* Begin Quoted text *

America’s first bomber, ‘the flaming coffin,’ got its name for a reason
Also known as the “Liberty Plane," the vehicle was literally a hot mess.
This story originally featured on Task & Purpose.
But these vehicles are far from the first screwy aircraft that Uncle Sam’s shelled out for. In fact, the first American-built bomber in history was such a hot mess that it earned the nickname “The Flaming Coffin.”
What was this notorious aircraft? The De Havilland DH-4 biplane, also called the “Liberty Plane.” Based on a combat-tested British design, the DH-4 was the only American-built aircraft to see combat during World War I, and it was the aircraft that turned the U.S. Army Air Service from a haphazard gaggle to a robust program which produced battlefield results, according to a recent press release from the Kentucky National Guard.
But its beginnings were far less grand. The DH-4’s pressurized gas tank had a tendency to explode, and a rubber fuel line connected to the engine had a habit of causing fires, according to an Air Force profile of the aircraft. For context, the biplane was made out of a spruce wood frame covered with fabric, so fires aboard the aircraft were disastrous. The gas tank was also located right between the pilot and the backseat observer, which made mid-flight communication between the two nearly impossible. The gas tank could crush the pilot in an accident and, worst of all, it presented a juicy target for enemy gunners.

* End Quoted text *
* Begin Information supplied *

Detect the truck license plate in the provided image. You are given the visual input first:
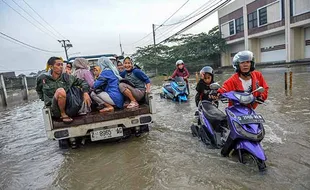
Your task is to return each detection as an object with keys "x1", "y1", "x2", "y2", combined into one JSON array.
[{"x1": 90, "y1": 127, "x2": 123, "y2": 141}]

* End Information supplied *

• [Set exercise]: Pick up the article on the DH-4 "Flaming Coffin" bomber after its last sentence and continue it.

• [Expected answer]:
Despite the danger, the nickname “Flaming Coffin” might not have been deserved: only eight of the 33 DH-4s lost in combat by the U.S. burned as they fell, according to the Air Force. The Army put the Liberty to good use, deploying it for daytime bombing, observation and artillery spotting missions. The DH-4 also earned its stripes as a fighter when Marine Corps 2nd Lt. Ralph Talbot and Gunnery Sgt. Robert Robinson went head-to-head with 12 German fighters while flying the DH-4 during a bombing raid over Belgium on Oct. 8, 1918. The two men were awarded the Medal of Honor for their heroics.
The Liberty’s most notable mission was in October 1918, when Army 1st Lt. Harold Goettler and 2nd Lt. Erwin Bleckley of the 50th Aero Squadron were shot down trying to resupply some 500 soldiers of the famed “Lost Battalion,” which was cut off and surrounded by German forces in the Argonne forest. Both men were posthumously awarded the Medal of Honor for their efforts.
The quantity and quality of the planes improved as the war went on, so that they became the basis of the Army Air Service’s fleet of combat-ready aircraft, according to the National Park Service. The two-seater aircraft could fly up to 128 miles per hour, had a range of 400 miles, sported two .30 machine guns in the nose and the rear, and could carry 322 pounds of bombs. But here’s a story about questionable use of military assets: by the end of the war, there were 1,213 Liberty planes in France, but there were so many improved DH-4Bs being produced in the U.S. and shipping costs were so high that it did not make sense to ship the older aircraft back across the Atlantic. Instead, they burned it all in what became known as the “Billion Dollar Bonfire.”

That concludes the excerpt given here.